• **DATA SHOWN**
------------

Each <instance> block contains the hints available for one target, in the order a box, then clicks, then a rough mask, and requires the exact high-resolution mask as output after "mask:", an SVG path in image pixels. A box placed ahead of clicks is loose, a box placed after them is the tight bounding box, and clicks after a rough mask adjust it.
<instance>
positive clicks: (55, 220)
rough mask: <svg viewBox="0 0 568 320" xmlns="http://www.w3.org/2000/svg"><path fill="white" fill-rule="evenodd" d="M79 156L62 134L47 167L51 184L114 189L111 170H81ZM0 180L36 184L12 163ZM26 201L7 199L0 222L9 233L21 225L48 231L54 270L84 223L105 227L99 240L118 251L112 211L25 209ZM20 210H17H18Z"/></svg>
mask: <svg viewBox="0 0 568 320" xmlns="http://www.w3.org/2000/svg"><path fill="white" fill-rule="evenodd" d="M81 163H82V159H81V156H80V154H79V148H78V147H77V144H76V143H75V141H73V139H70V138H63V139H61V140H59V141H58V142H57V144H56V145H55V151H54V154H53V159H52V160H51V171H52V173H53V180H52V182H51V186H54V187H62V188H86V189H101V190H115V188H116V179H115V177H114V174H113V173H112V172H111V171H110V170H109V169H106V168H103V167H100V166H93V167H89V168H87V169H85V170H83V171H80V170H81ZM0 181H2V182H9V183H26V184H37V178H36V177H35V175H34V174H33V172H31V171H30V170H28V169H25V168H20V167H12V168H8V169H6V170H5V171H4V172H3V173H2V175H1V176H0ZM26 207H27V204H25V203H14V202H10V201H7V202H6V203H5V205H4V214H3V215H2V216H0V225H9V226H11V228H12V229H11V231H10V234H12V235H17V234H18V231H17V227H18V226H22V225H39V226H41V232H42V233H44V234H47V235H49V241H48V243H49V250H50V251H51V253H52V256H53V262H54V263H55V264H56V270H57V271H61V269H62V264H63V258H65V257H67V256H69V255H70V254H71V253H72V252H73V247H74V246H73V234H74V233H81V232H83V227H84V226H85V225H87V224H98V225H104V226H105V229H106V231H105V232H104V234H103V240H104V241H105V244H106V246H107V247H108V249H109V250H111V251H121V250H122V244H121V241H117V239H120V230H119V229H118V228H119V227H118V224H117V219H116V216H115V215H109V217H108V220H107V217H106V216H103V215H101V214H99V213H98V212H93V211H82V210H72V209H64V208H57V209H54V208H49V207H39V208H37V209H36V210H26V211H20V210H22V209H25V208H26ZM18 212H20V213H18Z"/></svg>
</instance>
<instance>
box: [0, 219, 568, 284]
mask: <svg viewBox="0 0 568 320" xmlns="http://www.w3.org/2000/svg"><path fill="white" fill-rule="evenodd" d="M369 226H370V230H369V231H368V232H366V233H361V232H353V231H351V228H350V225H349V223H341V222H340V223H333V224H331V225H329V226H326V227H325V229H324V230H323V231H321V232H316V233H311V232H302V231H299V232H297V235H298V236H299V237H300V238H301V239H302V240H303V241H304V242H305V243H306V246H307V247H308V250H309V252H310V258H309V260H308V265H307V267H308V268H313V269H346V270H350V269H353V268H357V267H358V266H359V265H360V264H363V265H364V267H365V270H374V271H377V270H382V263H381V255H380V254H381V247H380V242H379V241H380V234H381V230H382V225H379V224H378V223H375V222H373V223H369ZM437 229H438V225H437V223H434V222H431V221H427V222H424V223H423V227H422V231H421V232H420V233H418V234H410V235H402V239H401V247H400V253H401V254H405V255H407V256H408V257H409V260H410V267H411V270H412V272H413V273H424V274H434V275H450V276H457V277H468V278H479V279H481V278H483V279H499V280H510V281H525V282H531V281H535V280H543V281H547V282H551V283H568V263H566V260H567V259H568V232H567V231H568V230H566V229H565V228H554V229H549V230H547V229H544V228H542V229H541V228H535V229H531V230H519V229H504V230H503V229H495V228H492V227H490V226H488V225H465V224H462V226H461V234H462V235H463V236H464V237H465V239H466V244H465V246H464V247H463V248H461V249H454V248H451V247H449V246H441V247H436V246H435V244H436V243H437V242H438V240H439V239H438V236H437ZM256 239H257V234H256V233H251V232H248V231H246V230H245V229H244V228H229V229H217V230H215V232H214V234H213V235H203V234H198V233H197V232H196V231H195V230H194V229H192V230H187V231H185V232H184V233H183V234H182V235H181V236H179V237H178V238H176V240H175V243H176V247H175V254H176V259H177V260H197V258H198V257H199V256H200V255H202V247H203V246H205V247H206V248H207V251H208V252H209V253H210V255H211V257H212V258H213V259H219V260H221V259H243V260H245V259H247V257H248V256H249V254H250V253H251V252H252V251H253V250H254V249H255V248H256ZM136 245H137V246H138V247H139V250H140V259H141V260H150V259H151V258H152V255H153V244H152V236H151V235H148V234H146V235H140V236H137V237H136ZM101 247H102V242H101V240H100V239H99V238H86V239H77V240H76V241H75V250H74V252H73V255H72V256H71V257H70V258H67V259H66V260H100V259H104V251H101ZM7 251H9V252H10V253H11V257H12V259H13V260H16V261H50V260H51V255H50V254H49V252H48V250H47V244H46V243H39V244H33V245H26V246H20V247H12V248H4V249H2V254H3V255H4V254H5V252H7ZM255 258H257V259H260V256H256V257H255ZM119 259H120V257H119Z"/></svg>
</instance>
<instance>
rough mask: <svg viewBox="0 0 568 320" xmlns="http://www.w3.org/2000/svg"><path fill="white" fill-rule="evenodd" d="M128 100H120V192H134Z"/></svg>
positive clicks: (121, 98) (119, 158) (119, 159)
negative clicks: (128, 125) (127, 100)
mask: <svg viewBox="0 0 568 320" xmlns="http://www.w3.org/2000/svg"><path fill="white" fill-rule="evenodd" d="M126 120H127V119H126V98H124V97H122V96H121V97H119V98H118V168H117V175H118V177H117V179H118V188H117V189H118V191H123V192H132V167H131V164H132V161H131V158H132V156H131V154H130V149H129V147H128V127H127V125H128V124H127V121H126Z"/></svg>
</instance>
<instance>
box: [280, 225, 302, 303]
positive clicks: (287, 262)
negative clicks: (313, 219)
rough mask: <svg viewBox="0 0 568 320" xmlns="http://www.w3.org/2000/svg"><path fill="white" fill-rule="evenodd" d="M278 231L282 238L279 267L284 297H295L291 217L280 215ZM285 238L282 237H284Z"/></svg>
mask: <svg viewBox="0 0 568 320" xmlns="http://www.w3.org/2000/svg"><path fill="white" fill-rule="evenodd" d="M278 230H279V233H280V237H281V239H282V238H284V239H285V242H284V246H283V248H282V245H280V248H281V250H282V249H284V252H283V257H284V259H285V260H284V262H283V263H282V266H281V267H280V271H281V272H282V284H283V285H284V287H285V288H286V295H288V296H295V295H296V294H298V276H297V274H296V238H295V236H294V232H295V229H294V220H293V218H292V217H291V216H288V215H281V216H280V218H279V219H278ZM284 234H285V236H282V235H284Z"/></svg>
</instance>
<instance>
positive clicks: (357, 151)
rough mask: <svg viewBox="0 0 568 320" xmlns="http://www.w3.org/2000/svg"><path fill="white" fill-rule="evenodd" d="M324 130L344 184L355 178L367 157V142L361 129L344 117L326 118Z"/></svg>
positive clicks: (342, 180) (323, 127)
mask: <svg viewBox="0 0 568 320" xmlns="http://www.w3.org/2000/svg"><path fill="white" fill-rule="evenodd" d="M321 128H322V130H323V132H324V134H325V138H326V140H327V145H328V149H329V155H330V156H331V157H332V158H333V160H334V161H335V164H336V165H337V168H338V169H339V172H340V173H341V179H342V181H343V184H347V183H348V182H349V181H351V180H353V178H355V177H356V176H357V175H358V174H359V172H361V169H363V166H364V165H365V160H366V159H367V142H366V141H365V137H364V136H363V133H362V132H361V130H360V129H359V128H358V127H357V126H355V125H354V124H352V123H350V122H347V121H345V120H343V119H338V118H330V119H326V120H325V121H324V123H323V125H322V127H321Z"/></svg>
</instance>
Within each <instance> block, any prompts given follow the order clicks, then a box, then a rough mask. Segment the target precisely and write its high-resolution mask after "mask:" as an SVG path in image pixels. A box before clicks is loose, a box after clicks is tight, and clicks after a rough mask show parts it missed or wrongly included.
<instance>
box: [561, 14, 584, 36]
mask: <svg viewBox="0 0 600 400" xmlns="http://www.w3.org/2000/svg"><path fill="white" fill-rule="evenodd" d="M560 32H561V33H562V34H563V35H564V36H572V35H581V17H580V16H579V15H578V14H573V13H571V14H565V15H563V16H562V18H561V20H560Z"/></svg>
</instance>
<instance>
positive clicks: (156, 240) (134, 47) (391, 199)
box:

------------

• **WHAT TO PRODUCE**
Please repeat the lines above exactly, beginning with the line that contains "positive clicks: (342, 180) (323, 127)" and ending with the final one.

• **EXERCISE OUTPUT**
positive clicks: (342, 180) (323, 127)
mask: <svg viewBox="0 0 568 320" xmlns="http://www.w3.org/2000/svg"><path fill="white" fill-rule="evenodd" d="M321 128H322V130H323V132H324V134H325V138H326V140H327V145H328V149H329V155H330V156H331V157H332V158H333V160H334V161H335V164H336V165H337V168H338V169H339V172H340V173H341V179H342V181H343V184H347V183H348V182H349V181H351V180H353V178H355V177H356V176H357V175H358V174H359V172H361V169H363V166H364V165H365V160H366V159H367V142H366V141H365V137H364V136H363V133H362V132H361V130H360V129H359V128H358V127H357V126H355V125H354V124H352V123H350V122H347V121H345V120H343V119H338V118H330V119H326V120H325V121H324V123H323V125H322V127H321Z"/></svg>
</instance>
Within each <instance> block, any prompts given follow the order clicks, then a box, then a rough mask. Segment the target precisely and write its high-resolution mask after "mask:" as an SVG path in image pixels. A box before clicks is loose, a box after clicks is tight, and clicks after a rough mask show parts it missed or wrongly included.
<instance>
box: [561, 14, 584, 36]
mask: <svg viewBox="0 0 600 400" xmlns="http://www.w3.org/2000/svg"><path fill="white" fill-rule="evenodd" d="M560 32H561V33H562V34H563V35H564V36H572V35H581V17H580V16H579V15H578V14H573V13H571V14H565V15H563V16H562V18H561V20H560Z"/></svg>
</instance>
<instance>
positive clicks: (156, 240) (134, 47) (391, 199)
box:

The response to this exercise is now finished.